Passage to read >>

▬▬▬▬▬▬

What can I say - it's been a great 8 years with my wife. 6 married and 2 living together. We met at through mutual friends - my buddy and us were invited by my wife's friend to a party at my wife's parents home.
She was living in another town going to college. That night, we connected and stuck together pretty closely. From that point until a few years later, we kinda did our own thing. The only issue we had was spending - she was spend thrifty and I a penny pincher.
A few weeks ago, she filed for divorce. I won't sign the paper. I just cannot do it - I think there is hope. After all, we have only been seperated for about 6 weeks.
Here is how our divorce or seperation got started - well, at least the last portion. The part of how we came to the end of our rope.
To make a LONG story short - I'll cover some small stuff for your understanding of how we came to the point of divorce. We had a rough time of it after my wife had twin boys.
Lately, things started coming together for us financially and with our jobs. I was laid off in May - the company outsourced marketing and had to downsize a bit. It hit me very hard - hurt bad and put me in a dark place that I have not been in about 10 years. I was at that job for 6 years - what a comfort zone. Soon, I found a really great job with a huge company. Shortly thereafter, she went house hunting for something closer to where we worked. We had put our house up for sale in March of this year. She did find a home but it was expensive and we would have to use the money from the sale of our home to help pay each month. I don't know how she got financing but this plays a huge part in our divorce.
We moved into the new house. We were leasing until our other home sold. I did not trust my wife with money - especially if we had to use our escrow to pay on a house for the next few years - until the kids got out of daycare.
I was still in my dark place - even though it had been several months and even though I got this job only a week after being layed off, there was something inside me hurting. I thought it quite possibly was depression or anxiety or that my job was high pressure.
My wife had been talking divorce since about the time the kids were born. They were born premature and were in the hospital for several months. She ended up quitting a great job to work part time in retail and watch the boys during the day. She worked a lot. Our finances suffered.

▬▬▬▬▬▬

Data extracts >>
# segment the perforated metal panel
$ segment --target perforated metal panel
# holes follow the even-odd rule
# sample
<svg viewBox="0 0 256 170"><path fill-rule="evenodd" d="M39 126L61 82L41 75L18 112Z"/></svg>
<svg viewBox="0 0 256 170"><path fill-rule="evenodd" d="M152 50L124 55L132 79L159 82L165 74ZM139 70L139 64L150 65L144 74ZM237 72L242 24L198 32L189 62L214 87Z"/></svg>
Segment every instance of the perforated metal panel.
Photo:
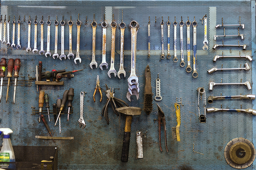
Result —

▬▬▬▬▬▬

What to do >>
**a)** Translate this sentence from the divorce account into Spanish: "She ended up quitting a great job to work part time in retail and watch the boys during the day."
**b)** Carry on the divorce account, picking up after its final sentence.
The records have no connection to the divorce account.

Answers for the exercise >>
**a)** Ella terminó dejando un excelente trabajo para trabajar a tiempo parcial en el comercio minorista y cuidar a los niños durante el día.

**b)**
Eventually, she got a great job and the kids went to school/daycare. However, I heard about divorce constantly. It was as if we were living a fairy tail for the boys - Stay together for the kids - a financial arrangement. Divorce - whatever. That's what I always thought.
Anyway, I was working at my new job - not feeling right in my soul. We were living in a new house and my wife thought that by having a "new start" that things would change. Which they did, the relationship with our children changed for the better but our arguing and hatred and blaming started to come out.
Not much had changed. I was spiraling deeper into my black hole - my wife and I were still waiting on the house we were selling to close - we were paying on 2 places, we had no money - I wanted to seek professional help but she denied it - HOW COULD SHE DO THAT?
I didn't know what was wrong with me - couldn't explain it to her - all she spoke of was divorce. She didn't support me. A few weeks earlier, she mentioned that she did not love me and that we were together only for the children - a business arrangement. I had to seek approval for counselling because our money was tight.
She kicked me out one Friday because she just couldn't understand why I could not just pull myself up by the boot straps and become a positive person - stop being so upset about my job - stop being negative about everything.
I came back the next day - went to a function at work - kind of avoided her. Divorce was immenent. I was sure - she got her house - we were going to sign on the following Monday. Well, sure enough the next day, Sunday, she booted me out again because I mentioned that I was going to get professional help.
She was screaming divorce and throwing herself on the floor and carrying on. We cam to an agreement about a seperation. I went to my parents house that day and talked to them about a lot of recent events and those negative things that stood out in the relationship with my wife and her wanting a divorce. Before going to my parents, we agreed on a seperation.
However, everyone was saying not to sign on the new house tomorrow - a seperation may become divorce and we would have to deal with the home. I talked to my wife and she said that if we divorced, she would take the house and her dad would help. WHATEVER!
So, I didn't sign the papers. She wanted another business arrangement - where I lived on one side of the house and she on the other. We spoke of other options but I decided to call it quits - take charge and leave. I packed my stuff up and then went back to work - I worked for about 45 minutes and then left. Left for my parents in the next state - to live with them and to support my wife and kids financially. I figured that quite possibly, she would find out what she was missing and may not consider divorce anymore.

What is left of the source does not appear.